> _Directions for this task_:
Give the number of lines below that hold the string "blue", and nothing more.

== Segment start ==

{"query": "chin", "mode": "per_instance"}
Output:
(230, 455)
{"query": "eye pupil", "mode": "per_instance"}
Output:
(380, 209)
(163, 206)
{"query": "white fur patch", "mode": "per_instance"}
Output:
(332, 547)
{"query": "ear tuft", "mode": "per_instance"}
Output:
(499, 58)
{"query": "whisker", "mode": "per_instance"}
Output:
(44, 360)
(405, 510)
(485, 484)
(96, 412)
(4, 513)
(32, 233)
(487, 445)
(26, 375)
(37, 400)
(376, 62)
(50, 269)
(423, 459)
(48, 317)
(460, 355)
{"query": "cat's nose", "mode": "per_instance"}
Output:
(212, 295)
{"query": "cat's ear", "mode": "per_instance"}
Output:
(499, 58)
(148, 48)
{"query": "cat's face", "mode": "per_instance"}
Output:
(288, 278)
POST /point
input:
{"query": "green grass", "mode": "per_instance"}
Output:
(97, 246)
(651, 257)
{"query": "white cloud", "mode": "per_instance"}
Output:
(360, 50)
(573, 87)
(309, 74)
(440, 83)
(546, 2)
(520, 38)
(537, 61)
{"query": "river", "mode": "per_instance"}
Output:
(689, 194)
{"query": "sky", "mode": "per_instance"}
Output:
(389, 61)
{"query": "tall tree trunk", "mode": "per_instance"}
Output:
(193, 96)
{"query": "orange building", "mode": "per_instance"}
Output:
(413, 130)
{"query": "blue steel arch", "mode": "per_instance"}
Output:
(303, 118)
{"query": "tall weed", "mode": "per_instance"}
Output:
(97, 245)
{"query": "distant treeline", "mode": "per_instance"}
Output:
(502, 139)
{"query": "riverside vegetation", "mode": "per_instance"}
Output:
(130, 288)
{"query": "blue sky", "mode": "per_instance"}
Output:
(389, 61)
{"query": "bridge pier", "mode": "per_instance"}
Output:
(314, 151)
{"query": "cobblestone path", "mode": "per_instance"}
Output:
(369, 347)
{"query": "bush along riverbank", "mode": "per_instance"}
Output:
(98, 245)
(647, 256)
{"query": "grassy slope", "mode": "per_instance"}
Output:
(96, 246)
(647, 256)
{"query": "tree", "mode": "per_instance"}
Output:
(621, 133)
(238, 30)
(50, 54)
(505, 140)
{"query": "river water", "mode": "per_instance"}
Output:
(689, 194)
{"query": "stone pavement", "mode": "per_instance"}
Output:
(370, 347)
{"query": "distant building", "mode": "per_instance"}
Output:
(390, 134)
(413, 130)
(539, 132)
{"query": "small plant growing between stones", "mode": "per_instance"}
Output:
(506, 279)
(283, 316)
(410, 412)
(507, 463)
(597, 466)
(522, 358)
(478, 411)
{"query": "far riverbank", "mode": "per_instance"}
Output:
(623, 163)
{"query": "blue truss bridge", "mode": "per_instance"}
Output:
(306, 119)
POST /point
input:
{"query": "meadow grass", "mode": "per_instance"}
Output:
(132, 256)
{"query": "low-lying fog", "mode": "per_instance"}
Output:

== Segment end ==

> _Solved problem_:
3